> [Exercise details] Quote the data word for word, starting at the line that contains "Target: dirt ground" and ending at the end of the data, with both ends included.

◆ ◆ ◆ ◆

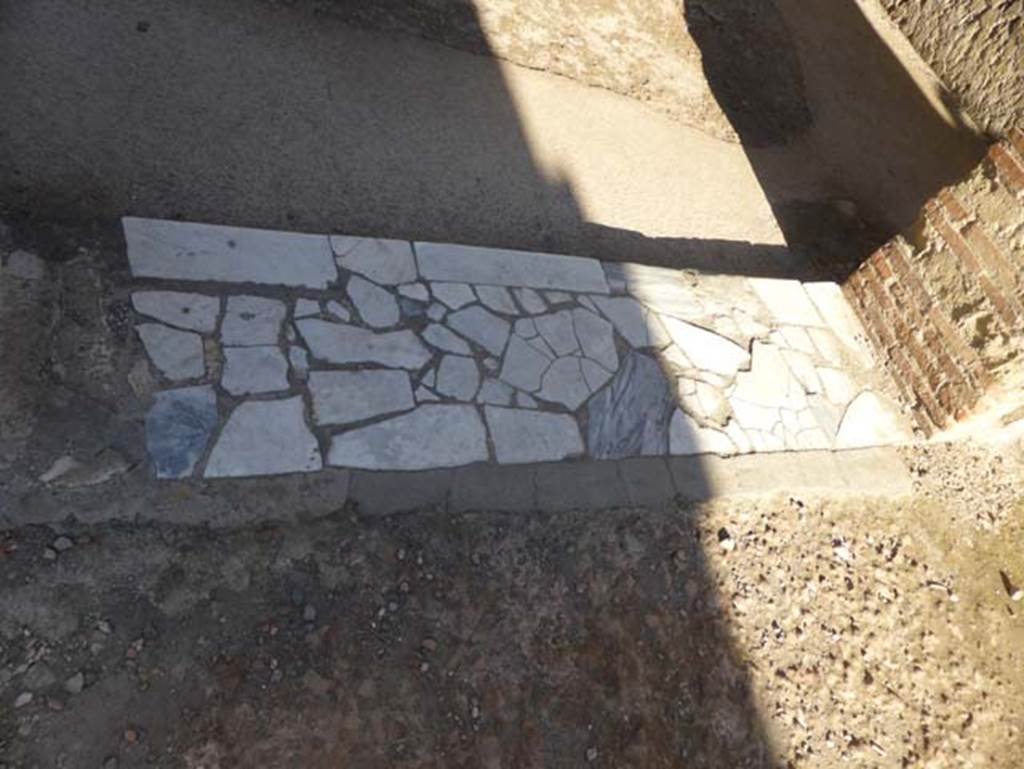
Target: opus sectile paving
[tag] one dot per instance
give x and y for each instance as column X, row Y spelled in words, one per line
column 281, row 352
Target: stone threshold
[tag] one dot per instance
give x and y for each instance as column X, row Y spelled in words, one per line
column 280, row 352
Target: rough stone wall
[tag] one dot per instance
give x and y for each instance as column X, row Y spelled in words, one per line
column 976, row 47
column 943, row 302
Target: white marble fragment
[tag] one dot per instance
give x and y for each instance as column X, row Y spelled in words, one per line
column 458, row 378
column 184, row 251
column 383, row 261
column 597, row 340
column 306, row 307
column 786, row 301
column 178, row 354
column 254, row 370
column 188, row 311
column 416, row 291
column 868, row 421
column 251, row 321
column 264, row 437
column 521, row 435
column 443, row 339
column 338, row 311
column 523, row 365
column 339, row 343
column 498, row 299
column 376, row 306
column 706, row 349
column 530, row 301
column 503, row 267
column 495, row 393
column 341, row 397
column 563, row 383
column 482, row 327
column 455, row 295
column 431, row 435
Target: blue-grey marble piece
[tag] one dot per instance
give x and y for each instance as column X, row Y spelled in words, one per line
column 631, row 416
column 177, row 429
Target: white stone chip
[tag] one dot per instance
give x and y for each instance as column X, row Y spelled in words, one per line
column 376, row 306
column 264, row 437
column 383, row 261
column 184, row 251
column 444, row 339
column 530, row 301
column 306, row 307
column 455, row 295
column 495, row 393
column 486, row 329
column 523, row 366
column 345, row 396
column 254, row 370
column 521, row 435
column 416, row 291
column 705, row 349
column 432, row 435
column 498, row 299
column 458, row 378
column 871, row 421
column 786, row 301
column 178, row 354
column 188, row 311
column 338, row 310
column 339, row 343
column 502, row 267
column 251, row 321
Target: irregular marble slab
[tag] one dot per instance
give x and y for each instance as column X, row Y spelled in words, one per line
column 687, row 437
column 264, row 437
column 868, row 421
column 251, row 321
column 183, row 251
column 521, row 436
column 306, row 307
column 495, row 393
column 563, row 383
column 530, row 301
column 455, row 295
column 376, row 306
column 415, row 291
column 631, row 416
column 383, row 261
column 705, row 349
column 486, row 329
column 628, row 315
column 253, row 370
column 177, row 429
column 458, row 378
column 786, row 301
column 432, row 435
column 339, row 343
column 523, row 366
column 338, row 311
column 345, row 396
column 498, row 299
column 597, row 340
column 188, row 311
column 443, row 339
column 178, row 354
column 502, row 267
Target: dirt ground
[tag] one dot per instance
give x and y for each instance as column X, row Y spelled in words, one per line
column 784, row 632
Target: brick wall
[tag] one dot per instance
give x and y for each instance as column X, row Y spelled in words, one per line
column 943, row 302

◆ ◆ ◆ ◆

> [Answer to this task]
Target: dirt ground
[tag] one dot per instance
give x and y for each instance as column X, row Y spelled in words, one per line
column 784, row 632
Target: brick wall
[tag] one dot per instance
give x and y for each instance as column X, row Y spelled in words, one per line
column 943, row 302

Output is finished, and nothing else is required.